## Set problem 1
Using the text on immigration, answer each item below:
(a) Which two candidates offered their own solutions in their second televised debate?
(b) In Comment number 6, who is named as the possible exception to letting people live where they choose?
(c) What job title is given for Mukul Devichand?
## Set problem 2
Copy the passage of the text on immigration that runs from "There should be" to "Comment number 7.", word for word.

## Document
But another young woman - herself the child of an "undocumented" worker - said that her own hard work and contribution to American society gave her a moral right to citizenship.

The future for the children of illegal immigrants is a hot political issue in the US election. The scale of the issue - and the fact that Hispanic Americans are an increasingly important source of votes - meant Barack Obama and Mitt Romney offered their own solutions in their second televised debate last week.

But our approach in this programme was different because it addressed morality, as well as politics. In turn, Prof Sandel encouraged the audience to pull back and ask some difficult, prior, questions:

  • Is it morally legitimate to have any border controls at all?
  • If yes, should they be based on economics - on the skills a country needs - or an idea of shared citizenship, culture and values?
  • If immigration policy is dictated by economics alone, what does that tell us about the political community we create?

Immigration, argues Professor Sandel, is so passionately debated precisely because it lays bare our idea of citizenship political community.

Therefore, to form a view, Americans - and anyone else debating immigration - have to ask what values they, as a nation, really stand for?

Mukul Devichand is a Senior Broadcast Journalist in News and Current Affairs, Radio

Comments

  • Comment number 1.

    Has anyone asked the native american indians what standards they would have liked to apply to immigration? assuming anyone even thought of asking them? Did they think the land belonged to them? Did they think they needed qualified workers to join them? etc. etc.. the truth is what are plagued by double standards in every area of life and the sooner we regognize it the sooner we will start to make progress.. otherwise we are definitely doomed!

  • Comment number 2.

    A very interesting lecture offering up some new insights from a State in the USA with a border that is crossed by thousands of illegal immegrants every year. ( BTW nobody mentioned the issues about original ownership of Texas and background.)

    I love the way Michael Sadel manages to navigate through the topic via unrehearsed invited comments from the audience. The whole programme demonstrated so clearly how difficult it is to create an acceptable policy on immigration.

  • Comment number 3.

    It did Sandel no service to bamboozle the young lady giving the Harvard resource point with emotional blackmail - a bit of poetry on a national symbol is not a considered bill of rights.

  • Comment number 4.

    What is noticeable is things not mentioned, the "immigrants" who come to USA are primarily from countries that USA has invaded or used proxies to destabilise the countries, Which is the whole of South America, south east Asia, and now the Middle East

  • Comment number 5.

    I was surprised he didn't challenge the last speaker to explain how her analogy about the Harvard admissions system works for people who are born in the united states to parents that are citizens. Children of alumni (in theory) don't automatically get into Harvard just because their parents went there. So surely she would support citizenship tests for everyone. I would have been interested to hear her response.

  • Comment number 6.

    There should be no restrictions on people's ability to live where they choose with the possible exception of criminals. If it is OK for businesses to close factories and move to anywhere in the world they choose how can it be morally correct to stop those who need to work moving to where they can sell their labour power? The discussion was useful and clearly moved people on from the positions they came with but failed to make this important point.

  • Comment number 7.

    Prof Sandell looks to 'meaning of citizenship': feeling on street; tenor of law; philosophical foundations

    Wild West 'partners' with gun; Back East 'welcome almost any', then 'well qualified'; religious sanctuary, political asylum, pragmatic supply, global competition in moral repute & power

    Given democratic equality, let jobs market decide?

## Listed records
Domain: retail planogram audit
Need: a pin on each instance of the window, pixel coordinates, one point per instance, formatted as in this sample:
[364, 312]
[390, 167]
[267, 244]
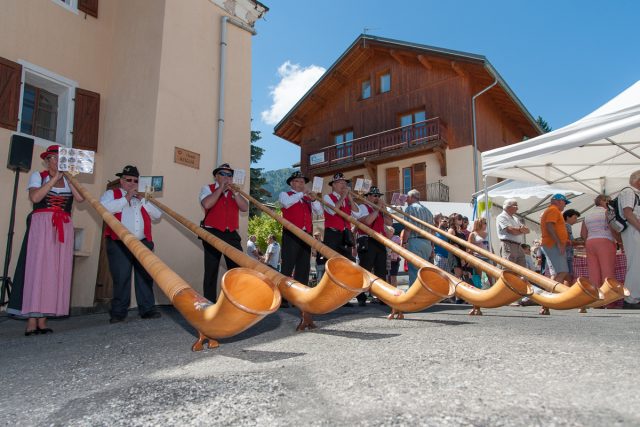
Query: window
[418, 131]
[343, 147]
[385, 82]
[406, 179]
[46, 107]
[365, 91]
[39, 113]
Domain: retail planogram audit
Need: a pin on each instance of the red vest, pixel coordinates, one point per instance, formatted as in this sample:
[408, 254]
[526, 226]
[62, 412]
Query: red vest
[299, 213]
[224, 214]
[334, 221]
[146, 219]
[377, 225]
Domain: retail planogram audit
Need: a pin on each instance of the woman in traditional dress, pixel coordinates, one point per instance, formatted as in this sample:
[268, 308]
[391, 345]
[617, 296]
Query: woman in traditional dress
[42, 281]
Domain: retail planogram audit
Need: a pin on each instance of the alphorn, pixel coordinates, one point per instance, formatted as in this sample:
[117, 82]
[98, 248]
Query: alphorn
[580, 294]
[431, 286]
[508, 288]
[342, 281]
[247, 296]
[612, 290]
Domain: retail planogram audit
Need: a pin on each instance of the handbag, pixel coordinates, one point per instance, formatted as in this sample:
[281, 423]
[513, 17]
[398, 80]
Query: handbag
[347, 238]
[363, 244]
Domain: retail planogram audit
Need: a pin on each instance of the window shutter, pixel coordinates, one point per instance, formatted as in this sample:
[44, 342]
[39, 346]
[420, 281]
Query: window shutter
[392, 181]
[86, 118]
[420, 178]
[10, 79]
[90, 7]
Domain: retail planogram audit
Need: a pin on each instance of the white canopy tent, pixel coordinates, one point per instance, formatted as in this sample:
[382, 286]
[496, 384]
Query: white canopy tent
[594, 155]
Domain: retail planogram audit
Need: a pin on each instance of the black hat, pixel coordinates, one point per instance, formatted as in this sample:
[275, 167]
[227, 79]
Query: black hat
[374, 191]
[339, 176]
[129, 171]
[297, 174]
[224, 166]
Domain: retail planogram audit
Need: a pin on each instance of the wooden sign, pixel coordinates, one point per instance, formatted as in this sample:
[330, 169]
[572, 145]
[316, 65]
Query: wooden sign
[186, 158]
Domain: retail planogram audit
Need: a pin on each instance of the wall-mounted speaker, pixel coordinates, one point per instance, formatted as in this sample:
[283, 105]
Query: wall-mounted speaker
[20, 153]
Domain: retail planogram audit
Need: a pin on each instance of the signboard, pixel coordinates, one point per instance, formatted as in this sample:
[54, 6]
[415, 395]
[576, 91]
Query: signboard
[75, 161]
[186, 158]
[316, 158]
[150, 184]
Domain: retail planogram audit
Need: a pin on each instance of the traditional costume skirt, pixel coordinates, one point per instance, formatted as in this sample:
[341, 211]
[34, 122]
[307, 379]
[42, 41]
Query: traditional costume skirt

## Written solution 1
(a) Barack Obama and Mitt Romney
(b) Criminals
(c) Senior Broadcast Journalist in News and Current Affairs, Radio

## Written solution 2
There should be no restrictions on people's ability to live where they choose with the possible exception of criminals. If it is OK for businesses to close factories and move to anywhere in the world they choose how can it be morally correct to stop those who need to work moving to where they can sell their labour power? The discussion was useful and clearly moved people on from the positions they came with but failed to make this important point.

  • Comment number 7.